> [PASSAGE FOURNI]
================
Mais il trouve dʼexcellentes raisons pour lʼavaler – nʼest-ce pas ? Mais où les puise-t-il ? Parce que le loup est un homme. Cʼest curieux. Alors, ce qu’il semble – si on revient au mot de Platon nʼest-ce pas ? – c’est que lʼhomme est un être qui a ses racines dans la terre et dans le ciel justement.
Eh bien ! ses racines célestes, ce que vous appelez cette autre dimension de lʼhomme, cette profondeur de lʼhomme, ce dépassement de lʼhomme, eh bien ! je lʼappelle le monde transcendant. Je lʼappelle le monde divin, et absolument nécessaire, je crois, non seulement à la vie de lʼindividu mais également à la vie des Cités.
Après la Révolution française, Rivarol, qui fut un homme des Lumières mais qui était un homme intelligent, et que la Révolution française avait bien fait réfléchir, car on a vu à quel déluge de sang ont abouti les Lumières, eh bien ! il écrivait : « Les nations sont des navires mystérieux qui ont leurs ancres dans le ciel. » Et ça va extrêmement loin.
================
> [ENTRÉES FOURNIES]
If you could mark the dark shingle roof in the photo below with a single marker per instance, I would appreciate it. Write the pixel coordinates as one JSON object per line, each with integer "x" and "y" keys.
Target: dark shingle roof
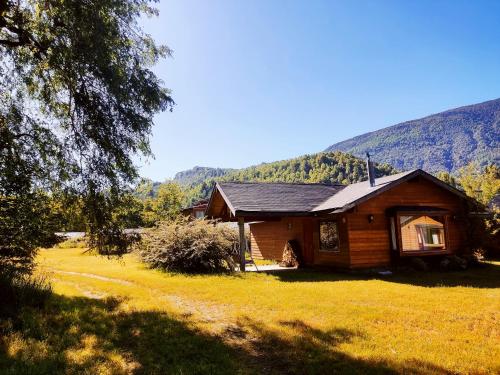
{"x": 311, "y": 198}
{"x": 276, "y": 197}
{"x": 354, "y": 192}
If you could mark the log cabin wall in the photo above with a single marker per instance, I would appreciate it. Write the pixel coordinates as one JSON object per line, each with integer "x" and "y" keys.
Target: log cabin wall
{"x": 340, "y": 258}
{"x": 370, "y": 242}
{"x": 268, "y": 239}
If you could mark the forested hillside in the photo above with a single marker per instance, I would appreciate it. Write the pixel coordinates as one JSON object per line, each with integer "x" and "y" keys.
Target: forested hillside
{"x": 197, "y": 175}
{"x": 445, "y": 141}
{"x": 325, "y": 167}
================
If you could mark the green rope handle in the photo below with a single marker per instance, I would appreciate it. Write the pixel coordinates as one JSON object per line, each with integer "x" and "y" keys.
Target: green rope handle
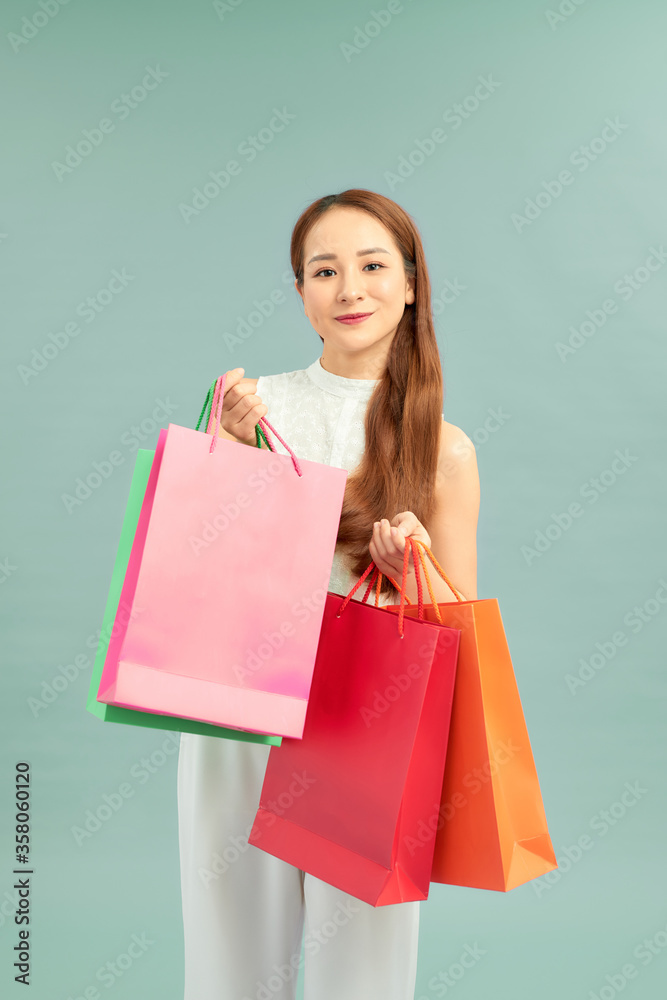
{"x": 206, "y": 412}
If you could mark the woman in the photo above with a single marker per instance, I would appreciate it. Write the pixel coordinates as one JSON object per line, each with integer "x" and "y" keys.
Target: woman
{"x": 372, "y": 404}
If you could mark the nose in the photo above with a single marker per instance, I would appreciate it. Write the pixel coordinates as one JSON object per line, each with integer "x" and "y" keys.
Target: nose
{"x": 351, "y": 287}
================
> [TRAVAIL À FAIRE]
1. Indiquez si chacune des affirmations suivantes concorde avec le passage fourni, en répondant par oui ou par non et en citant à l'identique les mots du passage qui tranchent : (a) Rivarol a écrit sa phrase sur les nations après la Révolution française ; (b) l'orateur juge le monde divin nécessaire à la seule vie de l'individu ; (c) selon Rivarol, les nations ont leurs ancres dans la mer.
2. Donnez la suite du passage fourni sur les racines célestes de l'homme, en reprenant après sa dernière phrase.
Les enregistrements n'ont aucun lien avec le passage fourni.

> [RÉPONSES PAR TÂCHE]
1.
(a) Oui : « Après la Révolution française, Rivarol ».
(b) Non : « non seulement à la vie de lʼindividu mais également à la vie des Cités ».
(c) Non : « qui ont leurs ancres dans le ciel ».

2.
Il disait également, expérience faite de cette horreur qu’ a été la Révolution française – sʼil y a une époque qui me révulse cʼest bien celle-là, ça me paraît une grande tare de lʼhumanité beaucoup plus que le christianisme dans la pensée de Nietzsche, nʼest-ce pas ? Bon – il disait : quand il y a quelque part un mélange de barbarie et de religion, peu à peu, sans lʼemporter totalement, cʼest la religion qui lʼemporte. Mais quand il y a un mélange de barbarie et de philosophie, cʼest la liberté qui lʼemporte. Et finalement après, lʼâge des Lumières a fini sur la Révolution française et son horreur, oui. Cette spécificité sociale de cette dimension va au-delà des intérêts des êtres humains, au-delà des égoïsmes, et est lʼun des fondements, je crois, essentiel des Cités, sinon on a pas dʼharmonie, on nʼa que des équilibres, et les équilibres par nature sont toujours instables, ce qui transforme les hommes dʼÉtat en équilibristes, qui se promènent – eh bien ! comment dirais-je ? – pressés par les groupes de pression, et gardant toujours un équilibre instable, alors quʼune véritable civilisation repose sur une harmonie.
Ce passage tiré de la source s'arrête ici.